### GIVEN TASK
Can you convert the records, starting at the line that contains "Reviewer note: confirm that every instance of the dark brown" and ending at the last record, into a two-column CSV with the columns text and answer? Use one row per record, and put each value in a single quoted field with its line breaks replaced by spaces.

### EXTRACTED DATA
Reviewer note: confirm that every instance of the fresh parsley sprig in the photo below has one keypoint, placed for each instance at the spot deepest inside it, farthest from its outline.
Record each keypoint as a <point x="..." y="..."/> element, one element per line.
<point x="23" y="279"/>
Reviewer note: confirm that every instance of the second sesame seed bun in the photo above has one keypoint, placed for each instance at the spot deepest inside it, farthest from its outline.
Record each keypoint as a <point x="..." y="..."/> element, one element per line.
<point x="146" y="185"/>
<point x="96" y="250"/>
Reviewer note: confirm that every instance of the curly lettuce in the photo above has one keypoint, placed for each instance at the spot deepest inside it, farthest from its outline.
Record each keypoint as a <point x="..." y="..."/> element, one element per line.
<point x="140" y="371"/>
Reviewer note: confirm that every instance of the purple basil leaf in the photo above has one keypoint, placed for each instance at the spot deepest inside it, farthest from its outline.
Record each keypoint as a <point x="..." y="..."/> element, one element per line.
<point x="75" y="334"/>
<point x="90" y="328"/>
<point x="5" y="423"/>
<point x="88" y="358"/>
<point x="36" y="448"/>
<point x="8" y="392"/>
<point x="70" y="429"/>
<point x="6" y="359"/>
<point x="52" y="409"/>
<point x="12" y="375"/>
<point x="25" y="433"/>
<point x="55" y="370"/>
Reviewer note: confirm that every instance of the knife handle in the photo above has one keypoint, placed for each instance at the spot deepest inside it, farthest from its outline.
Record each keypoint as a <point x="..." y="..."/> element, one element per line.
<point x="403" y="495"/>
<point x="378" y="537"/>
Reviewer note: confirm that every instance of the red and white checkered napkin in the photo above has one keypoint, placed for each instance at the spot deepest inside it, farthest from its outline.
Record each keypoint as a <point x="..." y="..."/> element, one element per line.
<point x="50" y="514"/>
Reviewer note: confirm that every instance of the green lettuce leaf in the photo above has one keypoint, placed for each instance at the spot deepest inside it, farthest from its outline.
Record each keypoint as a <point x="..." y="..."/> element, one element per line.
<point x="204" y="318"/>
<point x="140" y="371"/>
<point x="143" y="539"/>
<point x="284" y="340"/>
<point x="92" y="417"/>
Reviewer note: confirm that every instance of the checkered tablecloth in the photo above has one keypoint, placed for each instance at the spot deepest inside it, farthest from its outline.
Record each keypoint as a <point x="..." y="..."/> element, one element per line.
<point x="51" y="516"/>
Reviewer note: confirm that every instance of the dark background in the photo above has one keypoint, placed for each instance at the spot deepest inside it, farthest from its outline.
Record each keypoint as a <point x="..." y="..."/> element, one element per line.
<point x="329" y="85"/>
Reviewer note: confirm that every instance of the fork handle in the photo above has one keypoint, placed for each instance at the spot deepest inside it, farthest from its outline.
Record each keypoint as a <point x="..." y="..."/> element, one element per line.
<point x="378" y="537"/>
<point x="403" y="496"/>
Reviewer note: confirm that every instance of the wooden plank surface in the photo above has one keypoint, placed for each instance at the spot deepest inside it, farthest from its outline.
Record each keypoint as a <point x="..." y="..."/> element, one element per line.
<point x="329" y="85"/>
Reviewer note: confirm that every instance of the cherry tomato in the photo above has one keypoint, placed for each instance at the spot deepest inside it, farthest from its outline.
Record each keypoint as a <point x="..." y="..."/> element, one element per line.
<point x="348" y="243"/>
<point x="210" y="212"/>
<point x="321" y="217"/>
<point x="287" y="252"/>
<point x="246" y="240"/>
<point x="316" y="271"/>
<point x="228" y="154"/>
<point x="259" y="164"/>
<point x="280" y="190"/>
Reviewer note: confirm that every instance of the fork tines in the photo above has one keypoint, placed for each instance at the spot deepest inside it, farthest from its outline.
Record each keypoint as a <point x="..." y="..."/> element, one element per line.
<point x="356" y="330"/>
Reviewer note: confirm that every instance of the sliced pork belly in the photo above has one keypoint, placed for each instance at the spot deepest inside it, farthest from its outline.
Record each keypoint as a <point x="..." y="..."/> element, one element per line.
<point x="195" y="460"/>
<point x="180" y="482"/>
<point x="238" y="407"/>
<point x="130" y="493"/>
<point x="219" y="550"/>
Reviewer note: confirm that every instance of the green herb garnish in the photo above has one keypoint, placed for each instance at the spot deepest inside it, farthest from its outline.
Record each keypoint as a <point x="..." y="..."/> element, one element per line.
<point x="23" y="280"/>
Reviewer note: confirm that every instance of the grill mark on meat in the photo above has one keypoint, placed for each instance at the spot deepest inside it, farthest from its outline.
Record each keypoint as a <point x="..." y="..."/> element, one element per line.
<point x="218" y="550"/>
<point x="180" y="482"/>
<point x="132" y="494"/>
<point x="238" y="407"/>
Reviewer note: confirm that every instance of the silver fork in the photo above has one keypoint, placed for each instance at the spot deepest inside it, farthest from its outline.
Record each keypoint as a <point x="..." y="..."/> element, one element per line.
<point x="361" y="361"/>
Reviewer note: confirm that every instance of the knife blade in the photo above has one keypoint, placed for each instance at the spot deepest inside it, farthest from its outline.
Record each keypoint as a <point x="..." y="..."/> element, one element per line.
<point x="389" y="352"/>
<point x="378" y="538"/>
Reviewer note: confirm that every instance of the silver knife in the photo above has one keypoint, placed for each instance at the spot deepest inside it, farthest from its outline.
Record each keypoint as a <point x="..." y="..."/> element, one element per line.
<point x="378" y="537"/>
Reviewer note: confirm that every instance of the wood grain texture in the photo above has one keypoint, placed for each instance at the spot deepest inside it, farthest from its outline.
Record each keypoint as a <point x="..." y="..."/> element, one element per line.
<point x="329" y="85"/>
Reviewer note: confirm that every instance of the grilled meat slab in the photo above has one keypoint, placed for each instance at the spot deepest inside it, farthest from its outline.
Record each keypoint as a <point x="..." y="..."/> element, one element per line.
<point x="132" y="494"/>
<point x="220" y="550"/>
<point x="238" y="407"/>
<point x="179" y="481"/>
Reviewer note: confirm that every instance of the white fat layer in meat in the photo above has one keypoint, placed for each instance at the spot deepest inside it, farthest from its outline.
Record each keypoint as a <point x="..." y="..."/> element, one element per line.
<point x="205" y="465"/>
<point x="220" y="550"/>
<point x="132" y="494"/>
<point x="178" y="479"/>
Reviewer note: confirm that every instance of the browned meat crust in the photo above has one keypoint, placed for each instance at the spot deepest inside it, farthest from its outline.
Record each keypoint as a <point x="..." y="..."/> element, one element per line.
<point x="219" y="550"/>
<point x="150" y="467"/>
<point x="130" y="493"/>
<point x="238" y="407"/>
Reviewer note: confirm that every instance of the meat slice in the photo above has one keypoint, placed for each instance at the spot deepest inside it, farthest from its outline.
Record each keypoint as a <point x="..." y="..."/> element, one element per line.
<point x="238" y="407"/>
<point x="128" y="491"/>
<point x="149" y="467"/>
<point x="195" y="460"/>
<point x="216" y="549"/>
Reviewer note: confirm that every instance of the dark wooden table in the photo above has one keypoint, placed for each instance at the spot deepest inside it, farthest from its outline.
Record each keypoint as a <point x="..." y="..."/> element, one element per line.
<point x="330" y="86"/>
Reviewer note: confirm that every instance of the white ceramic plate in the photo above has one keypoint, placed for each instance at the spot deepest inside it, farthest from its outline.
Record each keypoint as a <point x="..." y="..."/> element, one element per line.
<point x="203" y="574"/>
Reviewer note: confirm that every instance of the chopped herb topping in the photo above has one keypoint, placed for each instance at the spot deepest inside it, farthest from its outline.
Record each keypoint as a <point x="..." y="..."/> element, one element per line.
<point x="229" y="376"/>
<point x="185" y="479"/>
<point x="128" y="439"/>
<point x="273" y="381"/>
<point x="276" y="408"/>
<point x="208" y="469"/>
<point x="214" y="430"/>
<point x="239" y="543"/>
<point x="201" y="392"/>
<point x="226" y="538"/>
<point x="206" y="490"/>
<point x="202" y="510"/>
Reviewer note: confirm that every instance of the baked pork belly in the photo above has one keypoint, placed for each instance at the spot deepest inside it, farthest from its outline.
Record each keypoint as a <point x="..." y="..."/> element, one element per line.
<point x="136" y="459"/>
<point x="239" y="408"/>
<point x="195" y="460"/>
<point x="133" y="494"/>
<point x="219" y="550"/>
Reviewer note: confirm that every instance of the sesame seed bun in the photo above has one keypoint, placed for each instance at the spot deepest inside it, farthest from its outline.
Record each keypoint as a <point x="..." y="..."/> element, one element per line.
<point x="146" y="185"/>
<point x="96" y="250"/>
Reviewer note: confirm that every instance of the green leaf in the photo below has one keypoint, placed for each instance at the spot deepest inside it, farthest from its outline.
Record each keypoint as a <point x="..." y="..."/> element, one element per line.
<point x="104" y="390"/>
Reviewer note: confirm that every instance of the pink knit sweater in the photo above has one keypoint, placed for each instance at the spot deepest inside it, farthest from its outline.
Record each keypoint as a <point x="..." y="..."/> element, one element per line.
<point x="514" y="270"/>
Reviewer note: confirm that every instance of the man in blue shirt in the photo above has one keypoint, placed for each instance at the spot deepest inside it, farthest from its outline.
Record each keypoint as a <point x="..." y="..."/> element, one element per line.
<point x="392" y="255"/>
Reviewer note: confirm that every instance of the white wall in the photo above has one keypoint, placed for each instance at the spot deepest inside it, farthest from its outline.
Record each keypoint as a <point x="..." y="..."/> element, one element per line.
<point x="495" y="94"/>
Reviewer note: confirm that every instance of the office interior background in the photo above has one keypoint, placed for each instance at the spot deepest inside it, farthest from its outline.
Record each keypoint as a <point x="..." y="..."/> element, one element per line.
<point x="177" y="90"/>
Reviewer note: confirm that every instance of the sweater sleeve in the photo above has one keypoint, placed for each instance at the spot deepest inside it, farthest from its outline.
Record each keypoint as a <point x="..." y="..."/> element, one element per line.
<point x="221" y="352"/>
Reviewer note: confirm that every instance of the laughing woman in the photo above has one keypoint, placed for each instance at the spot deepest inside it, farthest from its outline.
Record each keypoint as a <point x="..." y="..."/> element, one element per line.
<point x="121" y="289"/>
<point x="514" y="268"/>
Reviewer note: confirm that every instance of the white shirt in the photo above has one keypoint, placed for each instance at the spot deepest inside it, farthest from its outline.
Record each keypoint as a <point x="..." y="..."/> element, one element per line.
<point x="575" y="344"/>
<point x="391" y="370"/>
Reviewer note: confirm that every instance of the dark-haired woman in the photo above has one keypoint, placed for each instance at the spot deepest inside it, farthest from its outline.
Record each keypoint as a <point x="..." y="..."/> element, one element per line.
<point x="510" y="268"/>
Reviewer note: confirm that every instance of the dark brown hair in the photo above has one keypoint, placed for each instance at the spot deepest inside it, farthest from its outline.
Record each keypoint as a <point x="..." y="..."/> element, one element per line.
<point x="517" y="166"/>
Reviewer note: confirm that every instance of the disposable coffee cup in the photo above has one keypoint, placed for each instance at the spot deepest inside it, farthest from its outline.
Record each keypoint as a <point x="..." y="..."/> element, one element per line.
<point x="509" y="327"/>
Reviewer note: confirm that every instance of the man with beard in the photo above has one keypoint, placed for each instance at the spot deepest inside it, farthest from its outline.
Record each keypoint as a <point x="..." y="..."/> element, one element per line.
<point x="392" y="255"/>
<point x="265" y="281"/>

### TASK ANSWER
text,answer
"Reviewer note: confirm that every instance of the dark brown hair in the photo above has one keypoint, placed for each instance at the spot deepest inside it, farthest from its outline. Record each keypoint as a <point x=""..."" y=""...""/> element, one element per line.","<point x=""517"" y=""166""/>"
"Reviewer note: confirm that every instance of the disposable coffee cup in the photo above has one keypoint, placed for each instance at the spot deepest inside it, farthest from its outline. Record each keypoint as a <point x=""..."" y=""...""/> element, one element per line.","<point x=""509"" y=""327""/>"
"Reviewer note: confirm that every instance of the man with beard in the photo above has one keypoint, placed for each instance at the spot deepest inside it, farthest from its outline. Record each keypoint as a <point x=""..."" y=""...""/> element, one element per line.","<point x=""392"" y=""255""/> <point x=""265"" y=""281""/>"